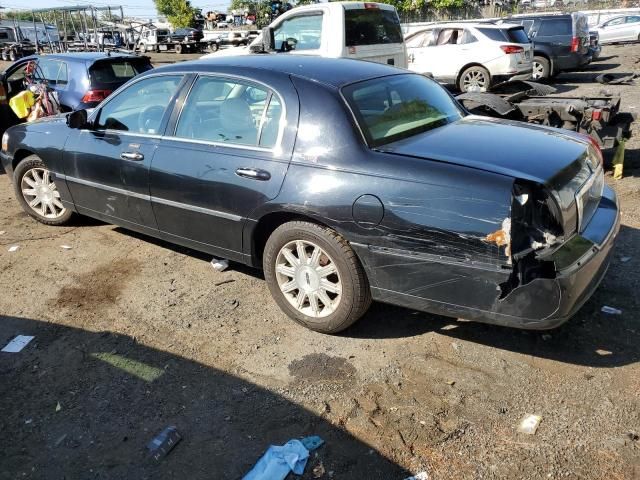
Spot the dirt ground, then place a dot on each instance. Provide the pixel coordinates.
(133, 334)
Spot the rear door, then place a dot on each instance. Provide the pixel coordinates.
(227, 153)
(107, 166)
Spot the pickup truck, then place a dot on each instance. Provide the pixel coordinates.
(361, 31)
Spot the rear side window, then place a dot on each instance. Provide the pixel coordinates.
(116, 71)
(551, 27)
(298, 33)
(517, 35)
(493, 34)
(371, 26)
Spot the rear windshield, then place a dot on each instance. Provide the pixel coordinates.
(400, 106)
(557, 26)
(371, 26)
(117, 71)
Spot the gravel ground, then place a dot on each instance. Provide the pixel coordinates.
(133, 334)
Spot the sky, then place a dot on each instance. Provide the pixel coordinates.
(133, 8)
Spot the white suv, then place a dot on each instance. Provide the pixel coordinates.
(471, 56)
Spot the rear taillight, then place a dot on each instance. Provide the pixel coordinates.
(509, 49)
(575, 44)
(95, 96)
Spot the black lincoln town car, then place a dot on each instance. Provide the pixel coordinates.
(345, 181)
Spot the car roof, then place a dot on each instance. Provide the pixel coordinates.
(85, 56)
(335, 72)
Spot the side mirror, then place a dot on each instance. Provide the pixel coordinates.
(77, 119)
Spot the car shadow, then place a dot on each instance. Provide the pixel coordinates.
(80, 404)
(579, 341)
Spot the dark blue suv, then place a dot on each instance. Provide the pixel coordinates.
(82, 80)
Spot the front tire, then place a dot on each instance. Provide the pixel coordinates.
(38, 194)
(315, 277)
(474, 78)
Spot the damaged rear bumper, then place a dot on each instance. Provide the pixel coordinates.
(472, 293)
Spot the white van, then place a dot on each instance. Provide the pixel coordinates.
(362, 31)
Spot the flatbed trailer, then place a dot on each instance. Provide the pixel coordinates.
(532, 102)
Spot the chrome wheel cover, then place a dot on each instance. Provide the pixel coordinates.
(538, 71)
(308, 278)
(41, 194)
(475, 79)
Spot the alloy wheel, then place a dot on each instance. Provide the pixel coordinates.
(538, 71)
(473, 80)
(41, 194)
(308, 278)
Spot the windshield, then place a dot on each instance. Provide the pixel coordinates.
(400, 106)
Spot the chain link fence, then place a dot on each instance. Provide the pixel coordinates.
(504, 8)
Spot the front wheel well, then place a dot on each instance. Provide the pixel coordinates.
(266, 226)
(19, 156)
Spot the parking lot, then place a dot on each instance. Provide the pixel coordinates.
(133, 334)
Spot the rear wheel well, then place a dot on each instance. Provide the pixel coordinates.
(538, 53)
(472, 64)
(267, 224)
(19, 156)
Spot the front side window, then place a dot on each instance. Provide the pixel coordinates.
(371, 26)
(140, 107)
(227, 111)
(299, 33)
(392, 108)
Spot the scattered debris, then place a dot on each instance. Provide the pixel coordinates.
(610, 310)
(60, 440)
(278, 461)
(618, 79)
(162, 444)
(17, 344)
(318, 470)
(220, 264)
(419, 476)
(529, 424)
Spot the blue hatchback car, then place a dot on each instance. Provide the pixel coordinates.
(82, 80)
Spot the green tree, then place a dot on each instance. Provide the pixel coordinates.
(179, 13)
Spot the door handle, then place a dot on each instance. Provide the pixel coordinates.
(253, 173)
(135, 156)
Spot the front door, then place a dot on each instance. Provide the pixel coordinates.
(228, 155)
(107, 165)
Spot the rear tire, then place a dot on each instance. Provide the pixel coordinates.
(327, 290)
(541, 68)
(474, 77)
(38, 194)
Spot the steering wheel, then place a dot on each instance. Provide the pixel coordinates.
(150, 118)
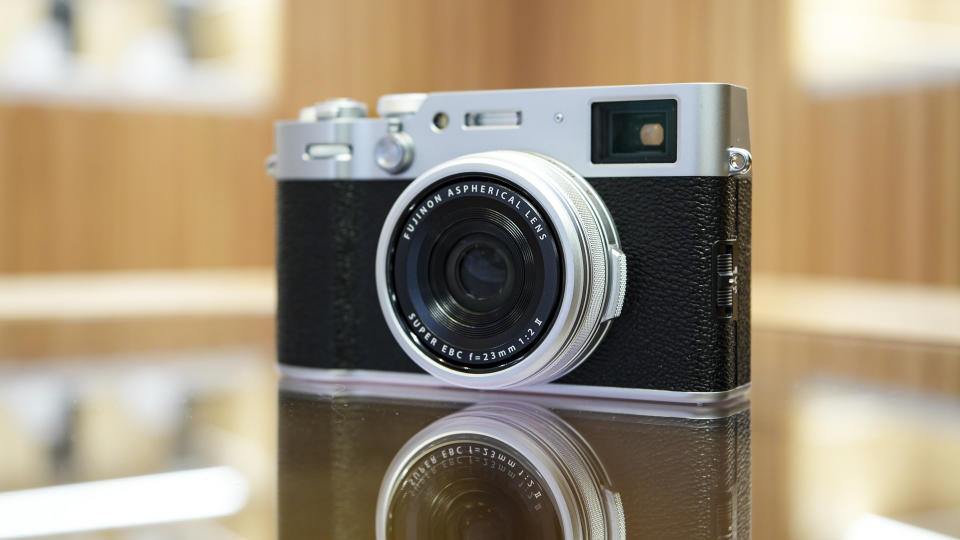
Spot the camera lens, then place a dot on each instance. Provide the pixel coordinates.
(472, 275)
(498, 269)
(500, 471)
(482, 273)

____________________

Problem description:
Rewrite every line of the records from the line with "Spot the door" through the end of the records, requests included, resizing each pixel coordinate in the answers by a factor of 0.9 and rounding to whole numbers, with halves rounded up. Omit the pictures.

Expected output:
Spot the door handle, then place a dot on each instance. Provide the pixel coordinates.
(228, 156)
(122, 140)
Spot the front door, then place a dot on each instance. Provide the pixel coordinates.
(205, 140)
(96, 149)
Spot the rear tire, then place a dot on each instance. Provide the pixel coordinates.
(294, 261)
(487, 61)
(427, 69)
(34, 175)
Spot the steering wheel, then place a dot on each instance. Provide the pixel coordinates.
(135, 106)
Spot the camera lens, then place a dot on each instance. Provide the pixel coordinates.
(425, 248)
(448, 242)
(450, 424)
(434, 246)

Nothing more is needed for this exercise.